== WHAT IS NEEDED ==
Write the next part of the news report on Arkansas's drought and hay shortage, starting right after its last sentence.

== EXTRACT PROVIDED ==
LITTLE ROCK, Ark (Reuters) - Cooler weather has arrived in Arkansas but a severe drought lingers, bringing bad news for the state’s hay and cattle producers.
The Climate Prediction Center recently issued a three-month outlook that showed drought persisting or worsening into eastern Arkansas. That means areas that were flooded in the spring now could face drought conditions.
Cattle farmers are already running low on hay. Arkansas hay growers are shipping many bales to desperate livestock owners in Texas and Oklahoma while trying to maintain an adequate amount for cattle producers in their own state.
Some hay farmers are receiving more than 25 requests a day from out-of-state farmers, according to the University of Arkansas Division of Agriculture in Fayetteville.
“There’s such a demand that people are getting $65 to $70 for rolls of corn stubble,” said Jamey Styles, a hay farmer in Coal Hill, Arkansas.
He said he heard about one person offering a hay grower $100 per hay bale on the spot.
But some agriculture experts are concerned about the quality of some of the hay hitting the market because it may not be full of the nutrients that cattle need.
Some bales may have weedy plant materials because farmers are trying to boost their yields, said Shayne Gadberry, an associate professor at the University of Arkansas Division of Agriculture.
“The result in hay quality will be lower,” Gadberry said.
Arkansas has been battling the weather all year. The hay problem began this spring when floods saturated pastures. The heat that followed parched the grazing fields.
Some cattle producers had no choice but to sell their cattle at market in order to cut costs and turn a profit when a chance still existed to do so.

== DATA ==

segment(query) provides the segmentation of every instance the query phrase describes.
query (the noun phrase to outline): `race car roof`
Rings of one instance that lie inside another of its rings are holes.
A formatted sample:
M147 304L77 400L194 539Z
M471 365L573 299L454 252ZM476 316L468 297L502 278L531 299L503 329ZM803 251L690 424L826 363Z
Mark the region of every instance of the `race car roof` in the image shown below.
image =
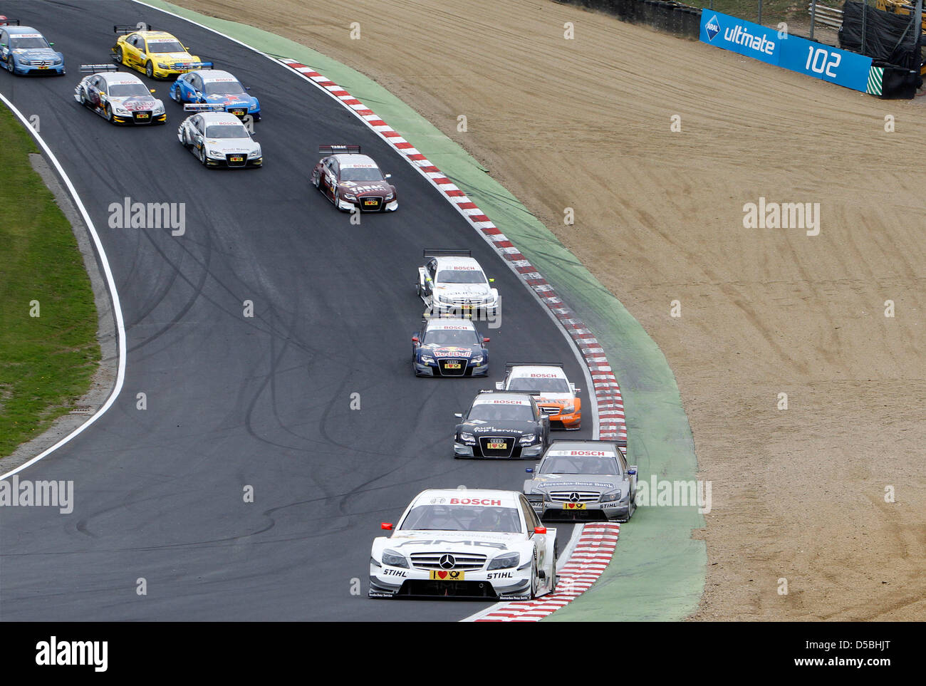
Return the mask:
M199 74L204 83L212 83L213 81L238 81L234 76L230 74L228 71L222 71L221 69L197 69L196 73Z
M231 112L201 112L203 121L206 124L244 124L241 119Z
M520 493L515 491L496 491L486 488L429 489L412 501L413 505L490 505L517 507Z
M342 169L353 169L353 168L379 168L373 158L368 155L357 155L356 153L337 153L335 157L338 158L338 164L341 165Z
M458 331L476 330L476 325L469 319L429 319L429 331Z
M531 405L531 396L527 393L481 393L472 401L473 405Z
M610 441L554 441L544 456L617 457L619 452Z
M512 379L566 379L566 372L561 367L544 367L541 365L525 365L511 368Z
M440 269L460 269L461 271L482 271L482 268L475 257L435 257L437 268Z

== ANSWER FOR THE TASK ==
Earlier this month, Secretary of Agriculture Tom Vilsack designated all of Arkansas’ 75 counties agricultural disaster areas at the request of Governor Mike Beebe.
A study released in August estimated crop damage from spring floods cost farmers $335 million in lost income this year.
Some cattle farmers and hay producers have been so desperate that they cut and bale fields untouched for years. Even then, not all of the hay can be used because of poor forage in the bales.
“Some of these crops are mature at harvest, and as a result they can be quite low on protein and energy content,” Gadberry said.
According to the latest crop reports, 51 percent of pasture and range were in fair condition, 36 percent were rated poor or very poor and 13 percent were good or excellent.
The outlook, Gadberry said, is grim for fall and spring grazing unless weather conditions drastically change.
“If we continue this dry pattern, we just don’t have the moisture to establish those crops.” Gadberry said. “Farmers definitely need a break.”